▸ **Supplied entries**:
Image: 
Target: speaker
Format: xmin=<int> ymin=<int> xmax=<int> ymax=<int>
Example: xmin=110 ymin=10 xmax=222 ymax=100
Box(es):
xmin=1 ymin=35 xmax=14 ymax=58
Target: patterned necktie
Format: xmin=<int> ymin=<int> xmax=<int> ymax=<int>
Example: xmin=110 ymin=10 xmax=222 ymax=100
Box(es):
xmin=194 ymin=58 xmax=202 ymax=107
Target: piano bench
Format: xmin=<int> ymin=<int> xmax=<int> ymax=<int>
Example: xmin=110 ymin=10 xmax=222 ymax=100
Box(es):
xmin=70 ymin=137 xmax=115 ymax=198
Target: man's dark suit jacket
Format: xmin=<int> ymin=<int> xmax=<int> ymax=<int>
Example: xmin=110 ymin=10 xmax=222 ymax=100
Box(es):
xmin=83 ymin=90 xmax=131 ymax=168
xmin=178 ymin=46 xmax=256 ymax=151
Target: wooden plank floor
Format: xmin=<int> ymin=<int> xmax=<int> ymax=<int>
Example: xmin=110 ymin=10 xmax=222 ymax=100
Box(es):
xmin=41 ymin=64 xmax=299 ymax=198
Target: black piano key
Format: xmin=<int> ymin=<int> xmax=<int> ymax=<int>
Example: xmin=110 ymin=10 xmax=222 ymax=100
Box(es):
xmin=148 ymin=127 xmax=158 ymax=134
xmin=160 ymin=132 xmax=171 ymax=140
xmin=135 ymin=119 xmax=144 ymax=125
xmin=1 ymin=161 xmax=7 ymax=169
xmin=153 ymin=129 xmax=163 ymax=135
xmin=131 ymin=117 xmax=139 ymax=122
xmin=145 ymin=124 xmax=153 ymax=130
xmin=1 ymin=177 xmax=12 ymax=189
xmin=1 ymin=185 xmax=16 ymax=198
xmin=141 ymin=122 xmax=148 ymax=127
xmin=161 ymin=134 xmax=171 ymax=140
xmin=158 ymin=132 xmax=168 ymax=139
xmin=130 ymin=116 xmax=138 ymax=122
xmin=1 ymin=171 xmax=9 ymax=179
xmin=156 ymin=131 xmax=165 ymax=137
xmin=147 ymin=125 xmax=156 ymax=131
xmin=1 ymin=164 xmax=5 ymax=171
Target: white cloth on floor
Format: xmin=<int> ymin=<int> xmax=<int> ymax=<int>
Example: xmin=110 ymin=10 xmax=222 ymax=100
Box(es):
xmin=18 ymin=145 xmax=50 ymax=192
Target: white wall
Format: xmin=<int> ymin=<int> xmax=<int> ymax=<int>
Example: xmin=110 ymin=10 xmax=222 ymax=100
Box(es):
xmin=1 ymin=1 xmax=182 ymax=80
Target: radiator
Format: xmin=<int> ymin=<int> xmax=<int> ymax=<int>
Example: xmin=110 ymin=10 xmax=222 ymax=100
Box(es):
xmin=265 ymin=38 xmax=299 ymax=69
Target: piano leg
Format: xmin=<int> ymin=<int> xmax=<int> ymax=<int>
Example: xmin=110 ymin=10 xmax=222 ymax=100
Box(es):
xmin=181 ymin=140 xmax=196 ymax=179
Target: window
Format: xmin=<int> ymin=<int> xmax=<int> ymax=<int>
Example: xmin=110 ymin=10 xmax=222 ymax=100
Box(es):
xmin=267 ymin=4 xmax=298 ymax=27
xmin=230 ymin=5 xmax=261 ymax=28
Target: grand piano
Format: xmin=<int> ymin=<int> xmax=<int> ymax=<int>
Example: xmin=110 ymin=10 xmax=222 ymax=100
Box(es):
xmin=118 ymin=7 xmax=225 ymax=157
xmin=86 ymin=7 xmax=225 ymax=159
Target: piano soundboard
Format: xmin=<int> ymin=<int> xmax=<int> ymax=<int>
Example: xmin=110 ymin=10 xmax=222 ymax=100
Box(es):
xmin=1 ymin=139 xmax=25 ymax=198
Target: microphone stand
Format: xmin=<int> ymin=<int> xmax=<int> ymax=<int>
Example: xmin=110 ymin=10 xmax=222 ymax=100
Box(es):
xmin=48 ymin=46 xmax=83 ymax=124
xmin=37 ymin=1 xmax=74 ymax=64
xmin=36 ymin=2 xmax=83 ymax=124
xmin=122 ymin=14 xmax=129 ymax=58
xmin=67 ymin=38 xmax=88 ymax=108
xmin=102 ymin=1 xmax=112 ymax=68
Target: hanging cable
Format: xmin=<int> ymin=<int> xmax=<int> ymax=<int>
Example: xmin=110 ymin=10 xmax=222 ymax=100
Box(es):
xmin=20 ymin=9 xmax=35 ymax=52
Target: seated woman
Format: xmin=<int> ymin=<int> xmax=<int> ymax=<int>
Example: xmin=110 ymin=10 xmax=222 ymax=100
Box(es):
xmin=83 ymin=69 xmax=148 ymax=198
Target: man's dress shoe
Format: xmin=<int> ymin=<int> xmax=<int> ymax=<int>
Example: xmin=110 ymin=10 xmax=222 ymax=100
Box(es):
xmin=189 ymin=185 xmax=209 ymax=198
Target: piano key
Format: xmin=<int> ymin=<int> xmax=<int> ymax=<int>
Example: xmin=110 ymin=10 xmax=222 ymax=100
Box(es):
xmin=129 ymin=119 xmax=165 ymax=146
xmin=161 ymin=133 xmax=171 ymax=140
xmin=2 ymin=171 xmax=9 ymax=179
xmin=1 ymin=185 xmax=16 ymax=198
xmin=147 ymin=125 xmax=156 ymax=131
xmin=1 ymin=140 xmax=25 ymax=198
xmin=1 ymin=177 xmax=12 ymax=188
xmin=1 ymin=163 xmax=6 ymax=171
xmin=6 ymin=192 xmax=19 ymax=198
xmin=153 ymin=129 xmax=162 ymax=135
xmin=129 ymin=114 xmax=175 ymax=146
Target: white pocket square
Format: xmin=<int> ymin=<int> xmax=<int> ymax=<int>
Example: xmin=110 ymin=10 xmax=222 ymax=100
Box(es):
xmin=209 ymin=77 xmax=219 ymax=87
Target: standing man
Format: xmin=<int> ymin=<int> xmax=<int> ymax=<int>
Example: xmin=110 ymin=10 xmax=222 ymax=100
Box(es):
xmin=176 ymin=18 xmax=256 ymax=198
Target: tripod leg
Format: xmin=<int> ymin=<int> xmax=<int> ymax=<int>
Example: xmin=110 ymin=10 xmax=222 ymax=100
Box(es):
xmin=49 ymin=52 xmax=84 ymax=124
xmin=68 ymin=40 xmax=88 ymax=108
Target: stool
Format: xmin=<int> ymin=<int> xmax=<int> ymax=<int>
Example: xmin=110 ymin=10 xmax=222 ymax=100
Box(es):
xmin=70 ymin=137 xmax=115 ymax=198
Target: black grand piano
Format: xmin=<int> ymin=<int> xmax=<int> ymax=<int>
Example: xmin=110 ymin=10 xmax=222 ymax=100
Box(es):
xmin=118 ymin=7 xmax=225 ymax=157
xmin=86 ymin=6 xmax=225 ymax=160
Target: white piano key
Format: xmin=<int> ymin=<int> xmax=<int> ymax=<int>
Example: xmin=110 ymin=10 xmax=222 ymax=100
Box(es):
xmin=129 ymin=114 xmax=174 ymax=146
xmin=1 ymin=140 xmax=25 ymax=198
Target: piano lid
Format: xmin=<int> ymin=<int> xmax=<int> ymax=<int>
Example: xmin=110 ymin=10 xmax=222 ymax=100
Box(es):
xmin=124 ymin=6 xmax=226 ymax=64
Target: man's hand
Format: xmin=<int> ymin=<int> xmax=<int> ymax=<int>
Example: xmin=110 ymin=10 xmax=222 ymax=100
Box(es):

▸ **Task item**: Please go line by line through the records above, copying each one that holds the string "grand".

▸ **Exercise output**:
Target: grand piano
Target: black grand piano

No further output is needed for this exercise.